Raw records:
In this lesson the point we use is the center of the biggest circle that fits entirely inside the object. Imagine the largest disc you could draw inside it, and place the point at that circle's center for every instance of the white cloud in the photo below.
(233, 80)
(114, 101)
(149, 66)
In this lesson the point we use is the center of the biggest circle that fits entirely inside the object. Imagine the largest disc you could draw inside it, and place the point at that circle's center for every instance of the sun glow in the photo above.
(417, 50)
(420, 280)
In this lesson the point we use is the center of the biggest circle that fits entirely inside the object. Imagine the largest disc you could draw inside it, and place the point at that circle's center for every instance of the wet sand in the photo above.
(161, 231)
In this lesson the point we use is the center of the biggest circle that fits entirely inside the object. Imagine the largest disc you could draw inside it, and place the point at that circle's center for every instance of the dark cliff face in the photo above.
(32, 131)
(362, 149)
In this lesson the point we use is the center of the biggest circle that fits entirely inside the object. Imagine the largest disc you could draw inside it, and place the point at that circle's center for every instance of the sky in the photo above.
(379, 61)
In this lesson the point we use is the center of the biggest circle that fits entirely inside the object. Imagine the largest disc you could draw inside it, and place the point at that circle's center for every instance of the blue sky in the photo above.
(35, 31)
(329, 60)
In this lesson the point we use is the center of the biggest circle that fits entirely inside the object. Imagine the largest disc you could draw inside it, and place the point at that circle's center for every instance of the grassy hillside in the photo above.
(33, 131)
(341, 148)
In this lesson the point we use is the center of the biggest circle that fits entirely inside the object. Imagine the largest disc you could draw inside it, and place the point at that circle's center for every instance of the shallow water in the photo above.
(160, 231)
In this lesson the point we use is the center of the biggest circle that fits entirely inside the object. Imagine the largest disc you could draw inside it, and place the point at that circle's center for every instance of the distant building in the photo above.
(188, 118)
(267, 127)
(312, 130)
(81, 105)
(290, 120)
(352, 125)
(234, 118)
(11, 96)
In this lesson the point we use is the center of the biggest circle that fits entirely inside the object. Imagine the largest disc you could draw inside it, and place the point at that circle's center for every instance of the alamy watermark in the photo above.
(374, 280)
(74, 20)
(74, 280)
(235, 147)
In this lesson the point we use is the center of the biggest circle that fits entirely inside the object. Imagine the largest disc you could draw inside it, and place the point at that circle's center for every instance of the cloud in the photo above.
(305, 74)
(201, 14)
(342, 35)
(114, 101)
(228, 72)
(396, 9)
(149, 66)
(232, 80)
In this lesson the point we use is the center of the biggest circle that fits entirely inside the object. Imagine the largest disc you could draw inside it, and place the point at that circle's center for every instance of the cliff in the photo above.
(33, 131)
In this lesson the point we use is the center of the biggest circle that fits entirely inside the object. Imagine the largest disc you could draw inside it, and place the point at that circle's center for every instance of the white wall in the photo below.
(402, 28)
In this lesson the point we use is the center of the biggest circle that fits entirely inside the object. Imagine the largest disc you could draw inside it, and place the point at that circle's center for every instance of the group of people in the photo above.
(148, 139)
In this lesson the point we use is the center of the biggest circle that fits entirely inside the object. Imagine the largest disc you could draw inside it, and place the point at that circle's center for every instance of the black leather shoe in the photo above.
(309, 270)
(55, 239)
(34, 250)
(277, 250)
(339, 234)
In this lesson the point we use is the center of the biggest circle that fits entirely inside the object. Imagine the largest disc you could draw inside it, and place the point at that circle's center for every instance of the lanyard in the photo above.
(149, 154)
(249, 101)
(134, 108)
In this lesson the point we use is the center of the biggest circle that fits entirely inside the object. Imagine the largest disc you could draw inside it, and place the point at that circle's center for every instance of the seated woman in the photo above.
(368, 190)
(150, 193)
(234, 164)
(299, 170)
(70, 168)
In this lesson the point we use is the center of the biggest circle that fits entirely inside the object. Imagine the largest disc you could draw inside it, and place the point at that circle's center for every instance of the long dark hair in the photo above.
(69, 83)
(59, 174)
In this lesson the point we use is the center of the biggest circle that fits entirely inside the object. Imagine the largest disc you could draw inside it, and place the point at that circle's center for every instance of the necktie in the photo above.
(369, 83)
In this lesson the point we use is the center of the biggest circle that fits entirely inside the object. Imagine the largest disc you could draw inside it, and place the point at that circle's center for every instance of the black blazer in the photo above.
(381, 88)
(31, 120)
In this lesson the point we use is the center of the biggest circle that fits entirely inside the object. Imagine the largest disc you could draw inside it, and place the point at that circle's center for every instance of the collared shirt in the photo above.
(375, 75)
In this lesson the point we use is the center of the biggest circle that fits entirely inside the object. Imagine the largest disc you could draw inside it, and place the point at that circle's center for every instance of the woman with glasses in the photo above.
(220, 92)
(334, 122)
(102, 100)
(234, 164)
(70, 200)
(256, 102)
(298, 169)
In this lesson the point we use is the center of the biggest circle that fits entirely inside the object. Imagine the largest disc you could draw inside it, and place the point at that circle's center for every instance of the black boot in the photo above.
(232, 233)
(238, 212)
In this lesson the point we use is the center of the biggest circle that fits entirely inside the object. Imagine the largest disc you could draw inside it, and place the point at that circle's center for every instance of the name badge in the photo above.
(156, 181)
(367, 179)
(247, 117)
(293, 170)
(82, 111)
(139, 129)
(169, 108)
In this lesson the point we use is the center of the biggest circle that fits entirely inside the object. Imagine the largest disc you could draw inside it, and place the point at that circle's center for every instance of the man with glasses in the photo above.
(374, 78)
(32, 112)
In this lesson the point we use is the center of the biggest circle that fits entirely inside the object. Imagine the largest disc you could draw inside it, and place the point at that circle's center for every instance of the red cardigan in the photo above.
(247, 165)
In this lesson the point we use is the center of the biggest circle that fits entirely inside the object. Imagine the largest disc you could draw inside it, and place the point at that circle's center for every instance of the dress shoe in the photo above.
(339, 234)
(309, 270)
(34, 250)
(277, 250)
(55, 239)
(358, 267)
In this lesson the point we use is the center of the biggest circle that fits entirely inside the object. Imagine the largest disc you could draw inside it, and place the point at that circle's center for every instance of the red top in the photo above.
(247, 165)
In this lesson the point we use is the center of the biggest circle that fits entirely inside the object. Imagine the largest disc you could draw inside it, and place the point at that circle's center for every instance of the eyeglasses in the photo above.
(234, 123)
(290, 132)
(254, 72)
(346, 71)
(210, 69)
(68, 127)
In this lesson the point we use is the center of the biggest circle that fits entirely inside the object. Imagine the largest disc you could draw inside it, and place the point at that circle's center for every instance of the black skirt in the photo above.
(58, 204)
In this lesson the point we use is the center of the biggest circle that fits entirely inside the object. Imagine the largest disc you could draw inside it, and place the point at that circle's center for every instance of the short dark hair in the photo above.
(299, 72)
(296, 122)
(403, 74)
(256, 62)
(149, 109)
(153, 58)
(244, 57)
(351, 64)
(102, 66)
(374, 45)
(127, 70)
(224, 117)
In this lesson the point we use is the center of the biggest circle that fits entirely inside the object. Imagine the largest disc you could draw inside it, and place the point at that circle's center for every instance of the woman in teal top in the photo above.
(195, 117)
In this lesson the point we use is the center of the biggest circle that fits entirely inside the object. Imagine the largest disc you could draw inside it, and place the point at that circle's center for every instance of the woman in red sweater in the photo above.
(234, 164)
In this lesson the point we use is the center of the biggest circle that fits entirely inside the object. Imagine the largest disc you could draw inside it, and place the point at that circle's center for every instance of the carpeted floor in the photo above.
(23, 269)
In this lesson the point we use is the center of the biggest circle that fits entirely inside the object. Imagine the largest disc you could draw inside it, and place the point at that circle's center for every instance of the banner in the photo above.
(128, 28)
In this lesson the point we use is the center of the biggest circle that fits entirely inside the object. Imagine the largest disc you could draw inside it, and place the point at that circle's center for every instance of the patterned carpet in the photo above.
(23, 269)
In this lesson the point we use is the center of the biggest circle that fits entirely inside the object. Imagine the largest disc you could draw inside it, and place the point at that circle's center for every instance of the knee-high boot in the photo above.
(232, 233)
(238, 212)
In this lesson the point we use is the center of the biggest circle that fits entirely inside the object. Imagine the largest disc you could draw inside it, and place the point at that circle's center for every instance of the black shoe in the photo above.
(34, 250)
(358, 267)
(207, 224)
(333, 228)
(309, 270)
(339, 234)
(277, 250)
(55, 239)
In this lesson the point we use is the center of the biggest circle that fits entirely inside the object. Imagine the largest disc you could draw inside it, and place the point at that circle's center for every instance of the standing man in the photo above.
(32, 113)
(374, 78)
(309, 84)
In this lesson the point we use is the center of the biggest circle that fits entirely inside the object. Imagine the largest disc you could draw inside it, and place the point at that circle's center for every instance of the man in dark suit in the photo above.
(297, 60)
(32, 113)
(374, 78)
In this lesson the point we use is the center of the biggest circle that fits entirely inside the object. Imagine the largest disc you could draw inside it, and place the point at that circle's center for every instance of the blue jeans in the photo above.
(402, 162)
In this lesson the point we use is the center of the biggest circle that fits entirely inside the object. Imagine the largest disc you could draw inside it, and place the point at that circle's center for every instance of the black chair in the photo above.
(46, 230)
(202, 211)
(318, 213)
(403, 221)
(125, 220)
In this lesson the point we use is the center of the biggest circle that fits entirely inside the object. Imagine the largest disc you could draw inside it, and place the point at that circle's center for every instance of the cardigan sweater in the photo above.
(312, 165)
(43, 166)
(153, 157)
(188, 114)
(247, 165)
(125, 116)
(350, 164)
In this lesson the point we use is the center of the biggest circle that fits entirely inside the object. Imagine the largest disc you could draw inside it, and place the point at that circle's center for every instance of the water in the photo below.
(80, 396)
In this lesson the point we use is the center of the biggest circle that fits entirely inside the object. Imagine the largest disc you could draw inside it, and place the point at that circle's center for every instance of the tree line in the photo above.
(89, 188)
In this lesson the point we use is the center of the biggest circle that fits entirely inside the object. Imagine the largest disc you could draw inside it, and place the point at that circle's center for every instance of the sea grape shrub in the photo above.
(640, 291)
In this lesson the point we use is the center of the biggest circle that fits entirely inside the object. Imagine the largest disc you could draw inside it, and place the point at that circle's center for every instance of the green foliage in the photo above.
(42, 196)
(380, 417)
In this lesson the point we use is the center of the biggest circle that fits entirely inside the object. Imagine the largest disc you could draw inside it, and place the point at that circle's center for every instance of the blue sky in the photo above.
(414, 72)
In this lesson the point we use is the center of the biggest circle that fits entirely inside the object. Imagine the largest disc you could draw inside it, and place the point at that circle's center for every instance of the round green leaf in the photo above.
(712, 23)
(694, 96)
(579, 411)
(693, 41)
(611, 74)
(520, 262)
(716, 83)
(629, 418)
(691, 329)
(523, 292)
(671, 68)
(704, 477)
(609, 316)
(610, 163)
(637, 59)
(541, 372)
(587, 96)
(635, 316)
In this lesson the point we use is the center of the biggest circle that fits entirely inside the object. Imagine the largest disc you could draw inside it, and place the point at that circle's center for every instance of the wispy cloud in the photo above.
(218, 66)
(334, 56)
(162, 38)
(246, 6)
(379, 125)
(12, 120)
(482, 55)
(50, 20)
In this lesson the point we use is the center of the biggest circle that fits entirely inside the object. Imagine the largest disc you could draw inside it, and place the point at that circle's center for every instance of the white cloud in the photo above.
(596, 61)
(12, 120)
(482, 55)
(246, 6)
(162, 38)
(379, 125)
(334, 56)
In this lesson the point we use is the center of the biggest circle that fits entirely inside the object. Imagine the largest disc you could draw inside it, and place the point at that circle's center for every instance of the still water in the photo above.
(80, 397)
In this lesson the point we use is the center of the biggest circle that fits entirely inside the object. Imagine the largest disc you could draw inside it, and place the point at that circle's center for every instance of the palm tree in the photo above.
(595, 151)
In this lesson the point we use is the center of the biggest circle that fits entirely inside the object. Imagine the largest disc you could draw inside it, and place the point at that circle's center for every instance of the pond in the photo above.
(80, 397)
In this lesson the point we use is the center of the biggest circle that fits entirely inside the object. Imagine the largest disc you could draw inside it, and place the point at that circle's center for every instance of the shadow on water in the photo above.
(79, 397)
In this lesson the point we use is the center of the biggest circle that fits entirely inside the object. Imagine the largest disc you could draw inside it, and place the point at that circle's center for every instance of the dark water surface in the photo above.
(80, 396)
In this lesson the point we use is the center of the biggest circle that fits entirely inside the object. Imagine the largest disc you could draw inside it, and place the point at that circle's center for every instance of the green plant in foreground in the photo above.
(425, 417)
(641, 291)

■ **Short exercise**: Give back exactly the lines running from the line containing "white cloud in the photo above." through the end of the material above, both included, and nothing beyond them.

■ **Solution for this problem**:
In this lesson the point we use is the center of the biggest circle that fits entirely inside the object. Imagine the largest disc you could draw inside it, and place the point at that circle's center for every instance of the white cloud in the photo above.
(596, 61)
(12, 120)
(482, 55)
(246, 6)
(162, 38)
(379, 125)
(334, 56)
In this lesson the point we use is the center of the biggest circle that fits entirely inside the object. Imagine the largest disc you could draw inside it, and place the point at that circle's center for every instance of the still water in the photo above.
(80, 397)
In this lesson the point we use is the center of the biggest circle that fits entirely inside the object. Imagine the largest disc you could draw inside it, and place the point at that circle's center for every instance of the palm tree in the photo above.
(595, 151)
In this lesson the point we use is the center of the biggest circle that fits entirely inside the object. Imagine the largest disc you could draw inside it, and place the point at that circle's center for every instance of the pond in the photo above.
(80, 397)
In this lesson the point we use is the center of the biggest circle that fits entirely inside the object. Imagine the largest disc you could draw inside it, and place the point at that circle's center for every instance of the shadow on water in the photo above.
(79, 397)
In this lesson the point we use is the center of the biggest circle that fits entirely inside the object. Imagine the largest disc you could draw inside it, and place the point at that circle's center for every instance of the dark water surface in the photo above.
(80, 396)
In this lesson the point we use is the center of the biggest circle that fits entirely inside the object. Imagine the largest disc you could draw inside it, and place the point at that circle's center for every instance of the green plant in foreground in the photo above.
(425, 417)
(641, 291)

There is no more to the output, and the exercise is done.